Repeat the whole listing exactly as written.

______

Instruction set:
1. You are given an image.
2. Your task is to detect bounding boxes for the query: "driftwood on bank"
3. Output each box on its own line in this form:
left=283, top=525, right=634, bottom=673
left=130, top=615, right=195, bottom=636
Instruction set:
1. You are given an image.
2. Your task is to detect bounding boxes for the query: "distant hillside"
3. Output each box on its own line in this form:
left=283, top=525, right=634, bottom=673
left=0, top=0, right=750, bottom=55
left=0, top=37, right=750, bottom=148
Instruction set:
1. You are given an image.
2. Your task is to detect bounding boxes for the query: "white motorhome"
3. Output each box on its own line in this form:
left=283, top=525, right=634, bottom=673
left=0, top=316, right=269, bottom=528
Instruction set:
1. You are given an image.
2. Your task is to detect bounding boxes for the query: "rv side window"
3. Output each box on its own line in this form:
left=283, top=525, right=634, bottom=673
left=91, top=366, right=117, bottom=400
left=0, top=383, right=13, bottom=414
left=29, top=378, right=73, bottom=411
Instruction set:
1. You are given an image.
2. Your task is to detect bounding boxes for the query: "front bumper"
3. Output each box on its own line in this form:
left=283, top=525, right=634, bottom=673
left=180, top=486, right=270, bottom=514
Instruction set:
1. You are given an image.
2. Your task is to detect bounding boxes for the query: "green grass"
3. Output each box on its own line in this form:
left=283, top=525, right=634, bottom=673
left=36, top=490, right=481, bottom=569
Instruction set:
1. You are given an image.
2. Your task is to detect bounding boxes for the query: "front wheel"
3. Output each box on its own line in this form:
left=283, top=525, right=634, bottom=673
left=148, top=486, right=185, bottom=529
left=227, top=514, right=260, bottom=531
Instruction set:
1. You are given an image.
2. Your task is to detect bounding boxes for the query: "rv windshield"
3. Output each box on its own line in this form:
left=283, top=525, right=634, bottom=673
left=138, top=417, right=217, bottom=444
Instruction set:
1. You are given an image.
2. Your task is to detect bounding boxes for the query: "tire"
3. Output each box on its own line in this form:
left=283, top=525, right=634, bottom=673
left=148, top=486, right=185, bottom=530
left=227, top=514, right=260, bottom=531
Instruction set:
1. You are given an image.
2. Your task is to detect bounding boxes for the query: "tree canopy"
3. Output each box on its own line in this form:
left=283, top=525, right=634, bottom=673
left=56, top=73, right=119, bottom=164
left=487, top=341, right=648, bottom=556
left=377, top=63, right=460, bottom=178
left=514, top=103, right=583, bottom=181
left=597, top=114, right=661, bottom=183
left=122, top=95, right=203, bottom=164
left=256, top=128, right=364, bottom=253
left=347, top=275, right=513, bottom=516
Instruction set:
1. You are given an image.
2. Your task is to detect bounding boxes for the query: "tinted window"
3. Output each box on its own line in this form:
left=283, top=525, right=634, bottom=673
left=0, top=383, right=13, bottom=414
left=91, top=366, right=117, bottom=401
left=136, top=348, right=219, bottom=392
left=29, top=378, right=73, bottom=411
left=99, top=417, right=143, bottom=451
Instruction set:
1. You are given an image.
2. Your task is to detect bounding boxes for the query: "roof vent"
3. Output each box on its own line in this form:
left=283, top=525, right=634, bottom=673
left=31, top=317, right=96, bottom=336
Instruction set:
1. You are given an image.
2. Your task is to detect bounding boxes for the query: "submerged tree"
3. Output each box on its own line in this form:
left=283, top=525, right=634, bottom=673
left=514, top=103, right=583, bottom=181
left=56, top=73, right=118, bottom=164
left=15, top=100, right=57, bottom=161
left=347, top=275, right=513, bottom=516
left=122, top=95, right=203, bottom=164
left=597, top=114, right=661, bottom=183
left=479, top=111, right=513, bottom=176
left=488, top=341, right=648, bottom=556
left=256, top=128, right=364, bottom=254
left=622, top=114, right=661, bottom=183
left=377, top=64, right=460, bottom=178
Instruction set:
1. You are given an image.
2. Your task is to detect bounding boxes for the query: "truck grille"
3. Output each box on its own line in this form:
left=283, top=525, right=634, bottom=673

______

▸ Written response:
Instruction set:
1. You are given an image.
2. Your task is to detect bounding boxes for the query: "driftwood on bank"
3. Output each box on its own line in this form:
left=283, top=525, right=634, bottom=673
left=130, top=615, right=195, bottom=636
Instruction set:
1. You are given an image.
2. Your task is to detect bounding boxes for the query: "distant hillside"
3. Output each box on its own line in this form:
left=283, top=525, right=634, bottom=673
left=0, top=0, right=750, bottom=55
left=0, top=37, right=750, bottom=148
Instruction set:
1. You are given an image.
2. Your task is to detect bounding boxes for the query: "white motorhome"
3. Output each box on its own line in this form:
left=283, top=525, right=634, bottom=673
left=0, top=316, right=269, bottom=528
Instruction set:
1. You are given an image.
2. Your task is to detect bounding boxes for the query: "rv side window"
3. Output each box on its own line in this form:
left=283, top=525, right=634, bottom=673
left=91, top=366, right=117, bottom=400
left=0, top=383, right=13, bottom=414
left=29, top=378, right=73, bottom=411
Instruction set:
1. You are given an image.
2. Your task is to detect bounding boxes for the query: "front bumper"
3. Output each box on its own line in this form:
left=283, top=525, right=634, bottom=673
left=180, top=486, right=270, bottom=514
Instruction set:
1. You are given an image.
2. Your task is to detect bounding boxes for the query: "green grass"
3. Output each box on its own line in this form:
left=283, top=525, right=634, bottom=673
left=36, top=490, right=481, bottom=569
Instruction set:
1. You are given an image.
2. Your task is to detect bounding boxes for the query: "front wheel"
3. Output each box on its own line in this form:
left=283, top=525, right=634, bottom=673
left=148, top=486, right=185, bottom=529
left=227, top=514, right=260, bottom=531
Instruction set:
1. You are given an image.
2. Your task is to detect bounding boxes for the query: "rv windshield"
3. Output each box on its own line in this form:
left=283, top=525, right=634, bottom=673
left=138, top=417, right=217, bottom=444
Instruction set:
1. You are given an image.
2. Your task is to detect bounding boxes for the query: "tire"
3. Output each box on its own line in this form:
left=283, top=525, right=634, bottom=673
left=148, top=486, right=185, bottom=530
left=227, top=514, right=260, bottom=531
Instruction set:
1. You are given an image.
2. Your task is to detect bounding boxes for the query: "tree canopy"
3. Output each box on its own line in this form:
left=283, top=525, right=634, bottom=673
left=56, top=73, right=119, bottom=164
left=487, top=341, right=648, bottom=556
left=377, top=63, right=460, bottom=178
left=514, top=103, right=583, bottom=181
left=597, top=114, right=661, bottom=183
left=122, top=95, right=203, bottom=164
left=256, top=128, right=364, bottom=253
left=347, top=275, right=513, bottom=516
Instruction set:
1. You are given an image.
2. Your task is to detect bounding boxes for the query: "tinted window"
3. Output each box on its own line in this form:
left=283, top=525, right=634, bottom=673
left=0, top=383, right=13, bottom=414
left=91, top=366, right=117, bottom=401
left=136, top=348, right=219, bottom=392
left=29, top=378, right=73, bottom=411
left=99, top=417, right=143, bottom=451
Instruction set:
1. You are given an image.
2. Your task is to detect bounding boxes for the query: "roof vent"
3. Output each box on its own line in this form:
left=283, top=525, right=634, bottom=673
left=31, top=317, right=96, bottom=336
Instruction set:
1. You are given an image.
2. Your task is to detect bounding boxes for the query: "submerged tree"
3. Output each box on its own line in this form:
left=283, top=525, right=634, bottom=673
left=514, top=103, right=583, bottom=181
left=56, top=73, right=118, bottom=164
left=15, top=100, right=57, bottom=161
left=347, top=275, right=513, bottom=516
left=122, top=95, right=203, bottom=164
left=597, top=114, right=661, bottom=183
left=479, top=111, right=513, bottom=176
left=488, top=341, right=648, bottom=556
left=256, top=128, right=364, bottom=254
left=622, top=114, right=661, bottom=183
left=377, top=64, right=460, bottom=178
Instruction set:
1. You are given an image.
2. Your task is to detect bounding boxes for the query: "truck grille"
3. Output each box on its own line in this form:
left=283, top=525, right=634, bottom=673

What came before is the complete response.